◆ What to work on:
Search the records for the line with "stanchion post in this photo, one per instance.". Output that line and each line after it, exactly, and stop at the end; omit pictures.

*** Opening Listed entries ***

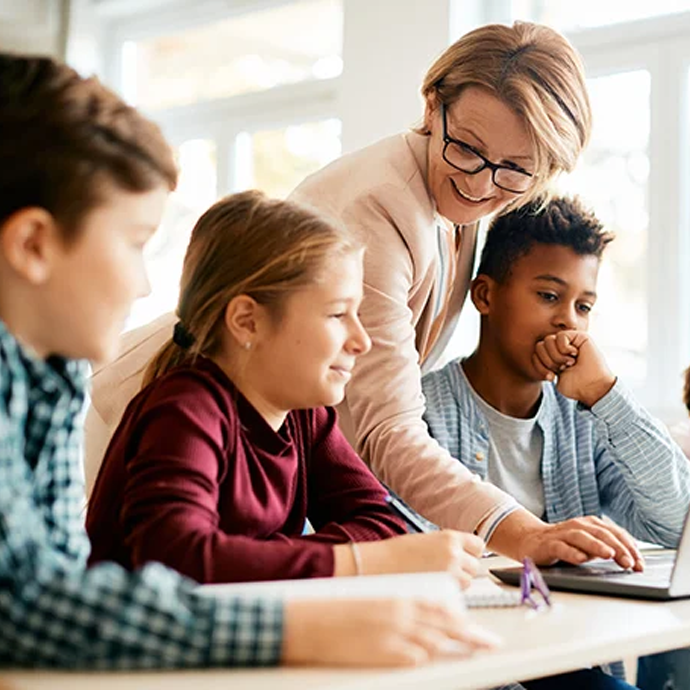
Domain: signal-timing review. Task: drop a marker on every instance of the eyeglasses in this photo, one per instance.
(530, 579)
(467, 159)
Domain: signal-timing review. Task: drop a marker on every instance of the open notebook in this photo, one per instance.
(432, 586)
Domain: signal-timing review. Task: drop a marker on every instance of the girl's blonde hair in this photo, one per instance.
(246, 244)
(537, 74)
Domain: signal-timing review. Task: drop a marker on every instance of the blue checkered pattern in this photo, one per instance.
(54, 612)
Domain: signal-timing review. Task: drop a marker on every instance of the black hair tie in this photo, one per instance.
(182, 337)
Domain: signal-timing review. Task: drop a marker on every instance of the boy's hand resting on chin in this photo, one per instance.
(574, 361)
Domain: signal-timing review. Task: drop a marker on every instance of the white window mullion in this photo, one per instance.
(663, 269)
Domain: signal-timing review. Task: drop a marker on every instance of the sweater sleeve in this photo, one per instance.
(170, 508)
(346, 501)
(385, 402)
(644, 478)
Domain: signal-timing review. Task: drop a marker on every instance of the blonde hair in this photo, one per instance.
(247, 244)
(537, 74)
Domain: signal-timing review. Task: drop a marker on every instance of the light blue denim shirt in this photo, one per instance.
(612, 459)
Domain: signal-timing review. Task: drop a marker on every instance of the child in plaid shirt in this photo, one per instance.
(83, 183)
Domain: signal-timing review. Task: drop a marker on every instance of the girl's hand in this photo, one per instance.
(455, 552)
(377, 632)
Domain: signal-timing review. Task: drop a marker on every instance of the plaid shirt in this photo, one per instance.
(54, 612)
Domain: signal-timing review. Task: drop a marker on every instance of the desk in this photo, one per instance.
(579, 631)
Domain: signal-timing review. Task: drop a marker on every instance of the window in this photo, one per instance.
(612, 176)
(635, 175)
(255, 51)
(247, 97)
(567, 16)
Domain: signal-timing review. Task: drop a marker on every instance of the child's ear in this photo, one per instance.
(481, 291)
(28, 241)
(242, 319)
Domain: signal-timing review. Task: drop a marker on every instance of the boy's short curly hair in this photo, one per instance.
(63, 138)
(563, 221)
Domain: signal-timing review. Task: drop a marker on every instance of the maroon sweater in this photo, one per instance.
(195, 478)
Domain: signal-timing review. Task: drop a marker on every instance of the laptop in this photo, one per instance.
(666, 575)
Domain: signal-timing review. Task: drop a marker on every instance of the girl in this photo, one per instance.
(233, 443)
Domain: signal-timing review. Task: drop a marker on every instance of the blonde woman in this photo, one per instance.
(506, 111)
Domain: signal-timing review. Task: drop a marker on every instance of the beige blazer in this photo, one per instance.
(380, 190)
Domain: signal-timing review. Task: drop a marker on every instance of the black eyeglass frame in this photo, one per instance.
(494, 167)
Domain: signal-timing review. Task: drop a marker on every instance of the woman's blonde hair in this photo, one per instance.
(246, 244)
(537, 74)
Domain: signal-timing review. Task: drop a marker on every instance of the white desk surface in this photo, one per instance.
(579, 631)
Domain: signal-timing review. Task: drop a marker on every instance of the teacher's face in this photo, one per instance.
(487, 125)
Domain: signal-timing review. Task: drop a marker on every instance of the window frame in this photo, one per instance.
(660, 45)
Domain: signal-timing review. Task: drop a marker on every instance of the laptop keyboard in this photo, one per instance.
(657, 570)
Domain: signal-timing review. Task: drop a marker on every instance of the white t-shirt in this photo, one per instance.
(515, 449)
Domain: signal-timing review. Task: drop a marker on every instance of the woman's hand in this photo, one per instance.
(377, 632)
(455, 552)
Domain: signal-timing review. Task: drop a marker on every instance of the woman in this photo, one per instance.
(506, 111)
(231, 445)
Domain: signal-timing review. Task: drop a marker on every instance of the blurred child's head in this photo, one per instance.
(537, 275)
(271, 289)
(83, 181)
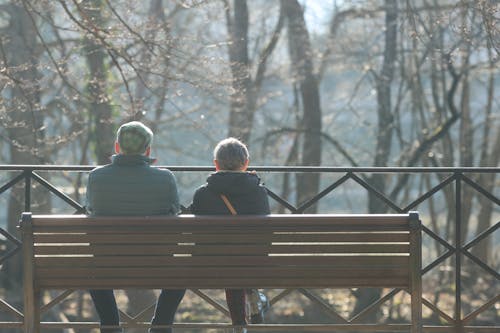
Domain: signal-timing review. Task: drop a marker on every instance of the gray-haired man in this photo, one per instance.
(129, 186)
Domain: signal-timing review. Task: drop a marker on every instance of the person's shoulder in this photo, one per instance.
(100, 169)
(162, 173)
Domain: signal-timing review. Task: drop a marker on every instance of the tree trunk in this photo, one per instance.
(488, 159)
(100, 104)
(384, 136)
(299, 47)
(241, 114)
(24, 123)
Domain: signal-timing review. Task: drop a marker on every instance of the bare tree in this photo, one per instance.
(300, 50)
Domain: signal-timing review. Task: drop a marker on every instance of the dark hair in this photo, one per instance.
(231, 154)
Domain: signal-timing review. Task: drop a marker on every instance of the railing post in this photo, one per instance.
(27, 190)
(31, 297)
(458, 253)
(416, 272)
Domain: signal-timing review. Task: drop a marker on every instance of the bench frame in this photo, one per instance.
(36, 228)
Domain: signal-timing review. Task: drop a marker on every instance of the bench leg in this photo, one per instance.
(32, 314)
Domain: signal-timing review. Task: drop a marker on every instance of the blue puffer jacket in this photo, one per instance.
(243, 189)
(130, 186)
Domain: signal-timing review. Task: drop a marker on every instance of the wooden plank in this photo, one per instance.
(149, 261)
(279, 272)
(217, 249)
(233, 238)
(370, 222)
(221, 283)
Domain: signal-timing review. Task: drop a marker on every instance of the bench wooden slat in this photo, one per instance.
(220, 283)
(205, 252)
(226, 238)
(224, 249)
(149, 261)
(318, 219)
(223, 271)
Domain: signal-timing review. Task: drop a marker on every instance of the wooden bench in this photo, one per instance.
(216, 252)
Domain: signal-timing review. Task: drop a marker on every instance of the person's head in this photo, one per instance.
(231, 155)
(133, 138)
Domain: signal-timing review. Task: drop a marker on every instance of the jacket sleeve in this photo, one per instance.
(175, 207)
(266, 210)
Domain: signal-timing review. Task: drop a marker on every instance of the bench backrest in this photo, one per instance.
(274, 251)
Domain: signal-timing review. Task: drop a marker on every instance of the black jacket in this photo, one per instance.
(243, 190)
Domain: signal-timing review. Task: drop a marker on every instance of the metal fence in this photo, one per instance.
(461, 249)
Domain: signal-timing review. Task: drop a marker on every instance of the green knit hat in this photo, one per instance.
(134, 138)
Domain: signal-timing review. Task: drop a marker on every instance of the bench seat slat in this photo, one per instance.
(221, 249)
(318, 219)
(223, 271)
(167, 238)
(149, 261)
(220, 283)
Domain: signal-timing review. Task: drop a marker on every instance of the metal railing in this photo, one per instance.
(460, 193)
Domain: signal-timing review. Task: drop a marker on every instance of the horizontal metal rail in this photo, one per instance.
(454, 178)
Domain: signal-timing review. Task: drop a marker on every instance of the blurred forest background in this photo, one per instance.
(400, 83)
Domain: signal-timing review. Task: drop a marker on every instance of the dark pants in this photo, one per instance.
(236, 300)
(105, 305)
(166, 306)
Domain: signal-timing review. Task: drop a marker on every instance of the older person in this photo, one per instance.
(243, 192)
(131, 186)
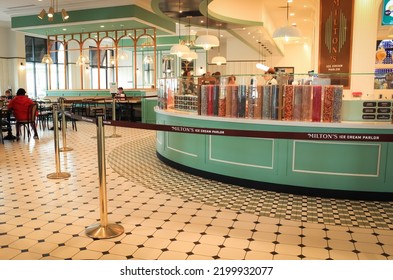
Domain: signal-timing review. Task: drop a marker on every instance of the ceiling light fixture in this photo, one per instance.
(219, 59)
(53, 9)
(121, 53)
(260, 65)
(190, 55)
(207, 41)
(287, 33)
(47, 59)
(179, 49)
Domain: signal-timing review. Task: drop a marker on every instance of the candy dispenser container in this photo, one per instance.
(216, 99)
(288, 102)
(337, 103)
(306, 104)
(275, 102)
(222, 98)
(297, 103)
(210, 100)
(198, 91)
(204, 99)
(316, 103)
(162, 99)
(327, 108)
(228, 104)
(235, 101)
(266, 104)
(258, 103)
(252, 97)
(242, 96)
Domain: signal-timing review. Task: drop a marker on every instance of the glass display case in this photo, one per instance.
(251, 99)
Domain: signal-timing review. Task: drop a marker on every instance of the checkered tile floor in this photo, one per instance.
(167, 214)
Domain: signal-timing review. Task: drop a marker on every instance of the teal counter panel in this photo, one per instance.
(353, 166)
(183, 144)
(337, 158)
(250, 152)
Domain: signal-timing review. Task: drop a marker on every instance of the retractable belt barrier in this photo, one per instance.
(106, 230)
(320, 136)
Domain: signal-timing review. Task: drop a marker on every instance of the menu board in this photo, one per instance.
(377, 110)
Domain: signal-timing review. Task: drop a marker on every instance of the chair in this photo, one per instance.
(3, 126)
(44, 114)
(31, 121)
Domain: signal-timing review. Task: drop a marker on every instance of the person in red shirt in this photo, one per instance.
(20, 106)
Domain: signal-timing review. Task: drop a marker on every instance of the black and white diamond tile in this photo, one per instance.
(167, 214)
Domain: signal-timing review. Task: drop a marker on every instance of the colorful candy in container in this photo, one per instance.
(337, 103)
(316, 103)
(288, 102)
(297, 102)
(242, 97)
(275, 99)
(266, 103)
(252, 99)
(327, 109)
(204, 99)
(306, 104)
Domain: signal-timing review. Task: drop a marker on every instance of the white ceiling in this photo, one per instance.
(304, 11)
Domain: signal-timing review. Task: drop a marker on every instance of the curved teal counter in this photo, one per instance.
(350, 169)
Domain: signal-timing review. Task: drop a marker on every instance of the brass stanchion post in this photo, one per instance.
(103, 229)
(58, 174)
(64, 126)
(114, 135)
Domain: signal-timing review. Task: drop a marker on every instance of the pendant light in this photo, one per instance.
(47, 59)
(287, 33)
(121, 53)
(179, 49)
(260, 65)
(191, 55)
(207, 41)
(219, 60)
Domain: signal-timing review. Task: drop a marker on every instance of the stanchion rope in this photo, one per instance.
(312, 136)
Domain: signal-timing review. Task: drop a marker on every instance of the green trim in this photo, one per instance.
(131, 16)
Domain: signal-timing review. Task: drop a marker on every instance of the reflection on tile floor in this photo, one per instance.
(167, 214)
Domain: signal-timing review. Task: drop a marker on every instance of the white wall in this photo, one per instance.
(12, 54)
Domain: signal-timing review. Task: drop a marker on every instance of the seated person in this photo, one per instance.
(20, 106)
(8, 94)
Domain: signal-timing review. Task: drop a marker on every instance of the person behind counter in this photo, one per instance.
(188, 83)
(20, 106)
(231, 80)
(8, 94)
(269, 77)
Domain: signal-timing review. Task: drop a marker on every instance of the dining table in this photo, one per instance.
(7, 119)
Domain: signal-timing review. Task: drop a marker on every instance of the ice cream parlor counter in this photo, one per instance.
(348, 158)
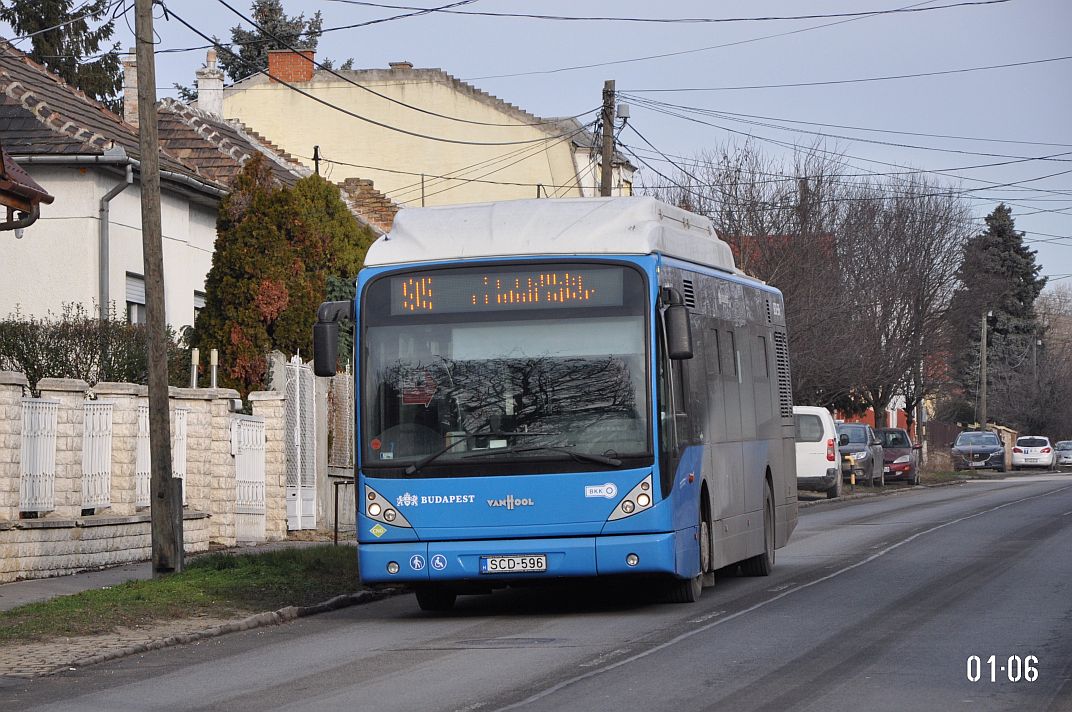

*** Closing Listed entries ***

◆ Answer to the problem:
Domain: signal-timing review. Task: drop a marker on every instance of the brass stanchion post in this photo, one per instance.
(103, 229)
(58, 174)
(64, 126)
(114, 135)
Domain: signal-timing review. Task: drop a marker on every instance of the pendant light in this photo, one per instance.
(47, 59)
(287, 33)
(121, 53)
(179, 49)
(260, 65)
(191, 55)
(207, 41)
(219, 60)
Domain: signal-timing review. Task: drop a marker on every instance of the stanchion rope in this photo, one per instance.
(312, 136)
Domain: signal-timing review. Task: drop a marker on every instance of the green trim in this photo, one per instance.
(131, 16)
Domain: signal-timing review. Task: drop a marker on every instance of the reflection on tile floor in this photo, one per instance.
(167, 214)
Domain: signal-timing review. Task: drop a marker on every instance of the white wall in this photo, one per instance.
(12, 54)
Domain: signal-timing review. Task: drop a marker on every instance of the seated person in this photo, one per instance.
(20, 106)
(8, 94)
Domain: signal-timing review. Task: drop a marker on every instance of the person behind counter in this photo, one per instance.
(188, 83)
(20, 106)
(231, 80)
(8, 94)
(269, 77)
Domain: signal-timing review. Task: drop a marker on every instance of the dining table in this photo, one per instance.
(7, 119)
Domain: signal-timing review. Task: drop a marker on every instance of the ice cream parlor counter in this photo, one per instance.
(348, 158)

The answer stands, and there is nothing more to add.